• REQUIRED ACTION
Return the portion of the B2B marketing newsletter that begins at the words "Why it matters: Good" and stops after "investments actually matter.". Copy it word for word.

• DOCUMENT PASSAGE
Here's what I'm asking every CMO I work with: For every hour AI saves your team, what are you building that you couldn't build before? New market research? A podcast series your CEO has been asking about? An account-based program for that vertical you've been ignoring? A completely new positioning that requires deep customer interviews you never had time for?

The Signal

AI Dominates B2B Marketing Planning But Implementation Gaps Are Real — Demand Gen Report

Over 300 B2B marketers weighed in on their 2026 priorities, and the data is clear: AI isn't hype anymore, it's infrastructure. The report shows AI dominating marketing conversations and budget allocation discussions, with concrete insights on how marketers are actually deploying it versus how they're planning to.

Why it matters:If you're building your 2026 H2 plans right now, this gives you peer benchmark data to either validate your AI investments or explain why you're not making them. The gap between AI enthusiasm and actual execution is showing up in the data, which means there's still time to be an early-ish adopter without being a guinea pig.

The Pipeline Mandate Is Here And It's Not Going Away — Energize Marketing

A survey of 300 senior marketing leaders confirms what you're probably feeling: executive scrutiny on pipeline contribution has intensified dramatically. Marketing teams are being held to revenue accountability standards that were previously reserved for sales, and buying committees growing more complex isn't helping.

Why it matters:This isn't a temporary pressure spike. The data shows this is a permanent shift in how boards and CEOs evaluate marketing effectiveness. If your attribution model still can't connect marketing activity to closed revenue, that's not a nice-to-have problem anymore. It's a job security problem.

Demandbase Labs Releases GTM Benchmark Data, Finally — Demandbase

Demandbase's new Labs division just published original research benchmarking GTM execution and AI adoption across B2B companies. Instead of vendor-sponsored fluff, this appears to be actual performance data on what separates high-performing GTM teams from everyone else.

Why it matters: Good benchmark data for mid-market tech GTM is rare. If you're trying to figure out whether your sales and marketing integration is actually behind or just feels behind, or whether your AI adoption pace is reasonable, this gives you something better than gut feel to work with.

On Our Radar

AI agents are becoming core GTM infrastructure, but most companies are treating their experience design as an afterthought. If you're deploying agents for lead qualification or customer support, this reframes how to think about their interface and effectiveness.

Supermetrics released their 2026 Marketing Data Report with insights on martech stack optimization and analytics priorities. Particularly useful if you're in the middle of annual planning and trying to figure out which data infrastructure investments actually matter.

OpenAI is investing to build internal ad tech capabilities instead of using outside vendors. That's not a pilot. That's a signal they're planning to compete directly in ad tech, which means your current vendors might have a new existential threat.

FROM THE TRENCHES

The best CMOs in 2026 aren't just marketers anymore — they're builders.

We're seeing a fundamental shift in what boards and CEOs expect from marketing leaders. It's no longer enough to manage agencies, optimize campaigns, and report on metrics. The CMOs getting promoted and retained are the ones who can build systems, develop new capabilities, and switch between strategic models when market conditions change.

The Fix:

We've started coaching our CMO clients on what we call "builder skills" — the ability to construct marketing systems from scratch rather than just buying and implementing platforms. This means understanding when to build versus buy, how to leverage AI to create net-new capabilities rather than just efficiency, and when to completely switch your GTM model instead of optimizing the one you have.

The Result:

The CMOs who embrace this builder mindset are creating asymmetric advantages. They're not waiting for vendors to solve their problems. They're using efficiency gains from AI to fund entirely new market experiments. They're building proprietary systems that become competitive moats.

And they're showing up to board meetings with growth initiatives, not just performance reports.

• SUPPLIED ENTRIES
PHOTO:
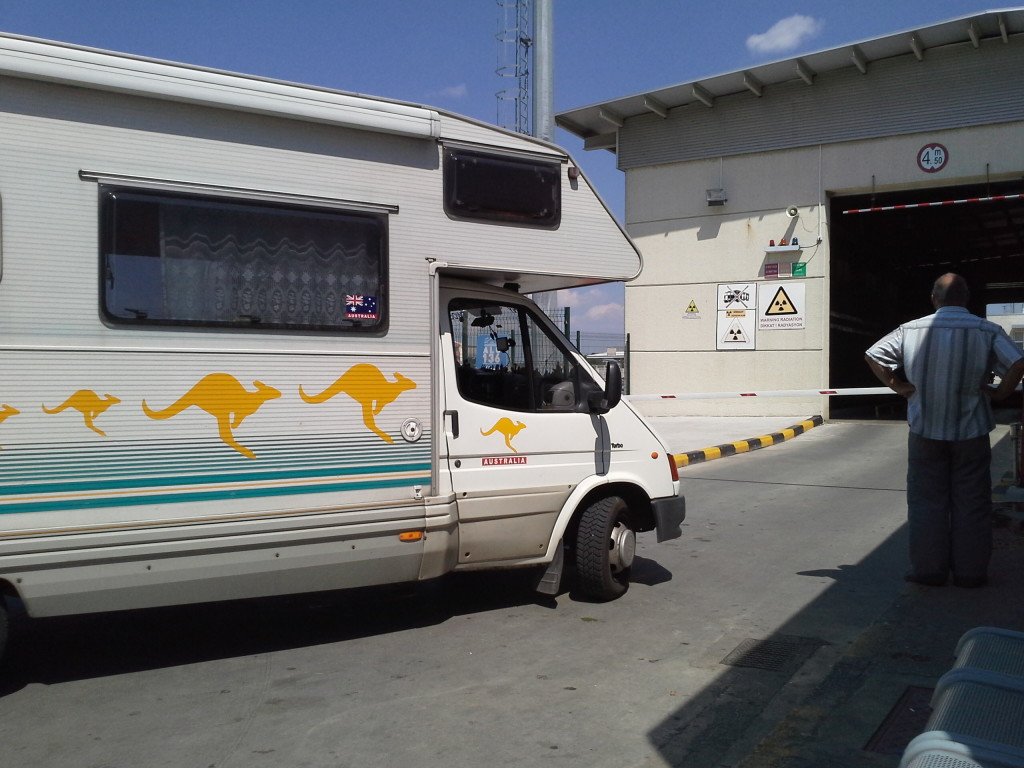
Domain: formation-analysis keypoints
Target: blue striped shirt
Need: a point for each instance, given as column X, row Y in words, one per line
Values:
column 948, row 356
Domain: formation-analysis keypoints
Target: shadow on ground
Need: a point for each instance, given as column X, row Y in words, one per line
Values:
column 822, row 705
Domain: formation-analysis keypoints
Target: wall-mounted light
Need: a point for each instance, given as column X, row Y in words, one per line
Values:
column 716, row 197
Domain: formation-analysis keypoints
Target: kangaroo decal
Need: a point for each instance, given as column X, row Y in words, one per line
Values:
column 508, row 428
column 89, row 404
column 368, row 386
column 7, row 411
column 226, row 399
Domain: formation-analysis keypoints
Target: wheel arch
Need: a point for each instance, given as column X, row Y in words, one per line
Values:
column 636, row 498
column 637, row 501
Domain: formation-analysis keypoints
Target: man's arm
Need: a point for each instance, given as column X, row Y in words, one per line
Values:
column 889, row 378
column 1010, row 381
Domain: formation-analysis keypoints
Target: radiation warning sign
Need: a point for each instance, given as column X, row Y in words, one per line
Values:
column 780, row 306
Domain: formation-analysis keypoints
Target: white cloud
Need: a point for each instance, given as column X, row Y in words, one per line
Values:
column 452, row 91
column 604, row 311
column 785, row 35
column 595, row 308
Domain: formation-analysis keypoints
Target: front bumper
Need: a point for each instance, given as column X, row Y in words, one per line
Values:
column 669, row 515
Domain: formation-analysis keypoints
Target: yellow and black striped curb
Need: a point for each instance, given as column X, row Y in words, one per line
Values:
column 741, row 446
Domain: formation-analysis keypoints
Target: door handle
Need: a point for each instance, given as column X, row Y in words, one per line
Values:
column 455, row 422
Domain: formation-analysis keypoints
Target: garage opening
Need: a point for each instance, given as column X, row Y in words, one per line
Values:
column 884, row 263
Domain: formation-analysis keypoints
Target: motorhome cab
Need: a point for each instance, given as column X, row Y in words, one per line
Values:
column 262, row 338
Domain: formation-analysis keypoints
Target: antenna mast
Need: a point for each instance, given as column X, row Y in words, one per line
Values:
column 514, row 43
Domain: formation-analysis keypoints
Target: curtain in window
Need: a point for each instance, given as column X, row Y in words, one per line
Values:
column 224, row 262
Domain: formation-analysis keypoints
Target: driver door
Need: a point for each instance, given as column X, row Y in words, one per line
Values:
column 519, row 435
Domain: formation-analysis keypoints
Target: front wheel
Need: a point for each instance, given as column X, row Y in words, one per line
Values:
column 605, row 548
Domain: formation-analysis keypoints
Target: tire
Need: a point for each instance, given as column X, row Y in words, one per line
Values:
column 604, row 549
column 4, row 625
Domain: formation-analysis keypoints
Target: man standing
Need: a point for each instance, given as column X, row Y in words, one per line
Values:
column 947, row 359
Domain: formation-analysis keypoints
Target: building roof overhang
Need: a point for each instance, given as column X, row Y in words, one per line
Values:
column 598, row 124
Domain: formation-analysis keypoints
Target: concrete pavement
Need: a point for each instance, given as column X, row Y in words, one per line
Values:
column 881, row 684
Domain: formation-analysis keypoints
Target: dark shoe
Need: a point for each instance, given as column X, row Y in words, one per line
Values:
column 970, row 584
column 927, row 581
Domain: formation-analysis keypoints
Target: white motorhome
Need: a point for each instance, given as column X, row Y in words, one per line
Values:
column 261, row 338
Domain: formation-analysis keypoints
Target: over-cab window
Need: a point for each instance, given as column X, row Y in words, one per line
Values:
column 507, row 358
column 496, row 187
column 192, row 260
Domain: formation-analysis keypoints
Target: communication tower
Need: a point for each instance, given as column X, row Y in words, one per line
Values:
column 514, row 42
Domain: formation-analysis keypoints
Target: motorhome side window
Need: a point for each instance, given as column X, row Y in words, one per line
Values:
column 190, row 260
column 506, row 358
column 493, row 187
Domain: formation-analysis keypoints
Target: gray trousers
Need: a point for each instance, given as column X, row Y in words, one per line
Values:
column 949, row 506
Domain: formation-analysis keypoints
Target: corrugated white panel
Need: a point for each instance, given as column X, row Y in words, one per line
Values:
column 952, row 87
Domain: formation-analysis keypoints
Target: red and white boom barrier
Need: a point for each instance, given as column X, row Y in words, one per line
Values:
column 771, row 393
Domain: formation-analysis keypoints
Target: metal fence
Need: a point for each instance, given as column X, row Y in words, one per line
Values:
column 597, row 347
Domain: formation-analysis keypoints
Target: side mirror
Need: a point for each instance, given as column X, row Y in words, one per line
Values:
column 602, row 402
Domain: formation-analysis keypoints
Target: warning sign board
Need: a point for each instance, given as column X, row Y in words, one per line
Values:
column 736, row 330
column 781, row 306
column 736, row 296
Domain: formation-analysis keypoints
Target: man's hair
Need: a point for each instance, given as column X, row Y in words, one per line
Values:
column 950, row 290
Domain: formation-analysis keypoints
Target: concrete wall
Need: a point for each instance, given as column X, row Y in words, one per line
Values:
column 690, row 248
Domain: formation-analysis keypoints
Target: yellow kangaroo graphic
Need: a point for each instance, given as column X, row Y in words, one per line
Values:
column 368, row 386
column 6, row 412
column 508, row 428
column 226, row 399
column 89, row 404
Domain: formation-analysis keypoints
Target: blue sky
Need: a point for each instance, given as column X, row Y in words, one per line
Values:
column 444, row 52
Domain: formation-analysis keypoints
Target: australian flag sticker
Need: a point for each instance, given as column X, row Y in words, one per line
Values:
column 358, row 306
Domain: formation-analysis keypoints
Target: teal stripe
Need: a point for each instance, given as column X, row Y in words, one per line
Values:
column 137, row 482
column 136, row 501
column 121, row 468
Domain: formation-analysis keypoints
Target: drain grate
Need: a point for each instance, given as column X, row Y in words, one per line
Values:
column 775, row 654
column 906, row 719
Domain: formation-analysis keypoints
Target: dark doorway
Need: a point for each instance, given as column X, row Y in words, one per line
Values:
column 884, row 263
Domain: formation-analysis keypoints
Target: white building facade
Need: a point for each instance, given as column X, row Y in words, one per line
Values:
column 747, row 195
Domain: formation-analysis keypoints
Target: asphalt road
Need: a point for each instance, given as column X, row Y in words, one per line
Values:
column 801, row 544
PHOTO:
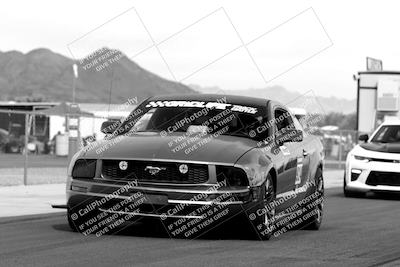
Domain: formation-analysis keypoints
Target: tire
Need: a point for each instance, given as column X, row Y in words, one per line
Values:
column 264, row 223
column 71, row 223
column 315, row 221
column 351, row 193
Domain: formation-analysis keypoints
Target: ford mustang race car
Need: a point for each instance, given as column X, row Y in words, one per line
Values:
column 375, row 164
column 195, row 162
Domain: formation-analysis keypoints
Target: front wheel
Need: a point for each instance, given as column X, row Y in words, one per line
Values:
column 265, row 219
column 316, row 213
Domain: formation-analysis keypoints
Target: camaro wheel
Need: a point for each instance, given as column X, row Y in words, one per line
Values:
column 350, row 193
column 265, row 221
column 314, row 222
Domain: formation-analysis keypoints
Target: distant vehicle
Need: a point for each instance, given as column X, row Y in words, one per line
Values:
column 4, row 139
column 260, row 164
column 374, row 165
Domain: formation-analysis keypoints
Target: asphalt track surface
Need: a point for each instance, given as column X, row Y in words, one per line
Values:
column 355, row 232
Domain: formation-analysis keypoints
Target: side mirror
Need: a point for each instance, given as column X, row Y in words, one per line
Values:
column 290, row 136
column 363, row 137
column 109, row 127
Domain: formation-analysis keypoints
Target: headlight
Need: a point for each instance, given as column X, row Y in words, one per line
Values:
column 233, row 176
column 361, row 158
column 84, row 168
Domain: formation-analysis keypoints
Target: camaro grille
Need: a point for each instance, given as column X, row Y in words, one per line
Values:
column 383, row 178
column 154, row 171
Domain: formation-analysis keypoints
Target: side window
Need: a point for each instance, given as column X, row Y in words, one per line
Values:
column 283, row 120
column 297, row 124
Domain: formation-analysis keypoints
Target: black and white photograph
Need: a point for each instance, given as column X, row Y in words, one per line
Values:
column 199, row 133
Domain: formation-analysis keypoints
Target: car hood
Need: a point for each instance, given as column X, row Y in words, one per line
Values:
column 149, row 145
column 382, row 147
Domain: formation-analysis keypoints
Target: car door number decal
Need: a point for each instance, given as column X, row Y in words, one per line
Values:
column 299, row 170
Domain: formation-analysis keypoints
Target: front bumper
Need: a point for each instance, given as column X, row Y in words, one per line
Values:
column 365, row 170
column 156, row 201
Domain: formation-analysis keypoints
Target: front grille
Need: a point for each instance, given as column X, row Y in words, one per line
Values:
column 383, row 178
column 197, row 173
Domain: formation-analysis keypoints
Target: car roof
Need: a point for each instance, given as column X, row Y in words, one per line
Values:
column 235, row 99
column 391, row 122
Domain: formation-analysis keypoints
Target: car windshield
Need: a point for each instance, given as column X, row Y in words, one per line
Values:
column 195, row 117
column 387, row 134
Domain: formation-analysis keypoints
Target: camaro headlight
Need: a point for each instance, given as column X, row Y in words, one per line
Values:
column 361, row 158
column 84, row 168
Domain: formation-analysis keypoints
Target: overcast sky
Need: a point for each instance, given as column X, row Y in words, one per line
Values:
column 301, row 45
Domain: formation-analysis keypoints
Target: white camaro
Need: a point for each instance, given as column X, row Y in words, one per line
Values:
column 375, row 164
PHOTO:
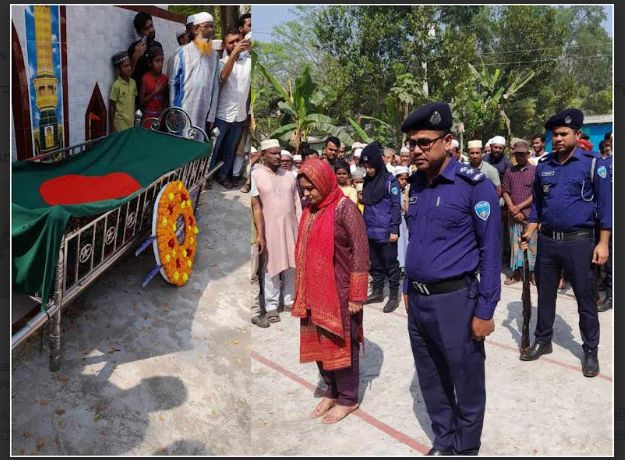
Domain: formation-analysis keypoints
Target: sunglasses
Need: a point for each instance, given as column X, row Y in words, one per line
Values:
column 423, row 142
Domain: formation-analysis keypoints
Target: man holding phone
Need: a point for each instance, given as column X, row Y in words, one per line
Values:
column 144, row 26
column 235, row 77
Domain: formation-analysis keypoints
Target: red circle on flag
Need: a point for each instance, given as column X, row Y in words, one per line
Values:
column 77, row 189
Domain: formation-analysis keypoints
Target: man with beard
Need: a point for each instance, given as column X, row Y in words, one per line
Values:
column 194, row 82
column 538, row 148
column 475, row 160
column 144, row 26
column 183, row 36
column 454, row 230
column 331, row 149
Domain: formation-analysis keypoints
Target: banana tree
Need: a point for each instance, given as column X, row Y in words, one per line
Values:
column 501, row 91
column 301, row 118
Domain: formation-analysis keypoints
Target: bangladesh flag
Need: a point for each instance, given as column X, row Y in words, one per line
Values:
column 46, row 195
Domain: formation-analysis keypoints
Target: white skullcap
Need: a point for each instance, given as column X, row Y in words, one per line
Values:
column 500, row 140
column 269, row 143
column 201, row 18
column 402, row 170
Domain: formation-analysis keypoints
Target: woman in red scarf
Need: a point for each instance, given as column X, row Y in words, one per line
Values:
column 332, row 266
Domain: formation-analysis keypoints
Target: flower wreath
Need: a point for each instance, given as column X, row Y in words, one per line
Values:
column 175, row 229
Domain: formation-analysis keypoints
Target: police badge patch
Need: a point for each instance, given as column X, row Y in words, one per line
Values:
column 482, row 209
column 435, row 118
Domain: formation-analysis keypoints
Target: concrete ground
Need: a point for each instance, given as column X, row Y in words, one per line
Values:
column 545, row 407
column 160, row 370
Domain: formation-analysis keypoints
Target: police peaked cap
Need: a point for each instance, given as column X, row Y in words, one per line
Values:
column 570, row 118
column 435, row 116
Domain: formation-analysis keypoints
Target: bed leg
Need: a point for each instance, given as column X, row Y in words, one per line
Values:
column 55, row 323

• EXERCISE OUTPUT
Why it matters: Good benchmark data for mid-market tech GTM is rare. If you're trying to figure out whether your sales and marketing integration is actually behind or just feels behind, or whether your AI adoption pace is reasonable, this gives you something better than gut feel to work with.

On Our Radar

AI agents are becoming core GTM infrastructure, but most companies are treating their experience design as an afterthought. If you're deploying agents for lead qualification or customer support, this reframes how to think about their interface and effectiveness.

Supermetrics released their 2026 Marketing Data Report with insights on martech stack optimization and analytics priorities. Particularly useful if you're in the middle of annual planning and trying to figure out which data infrastructure investments actually matter.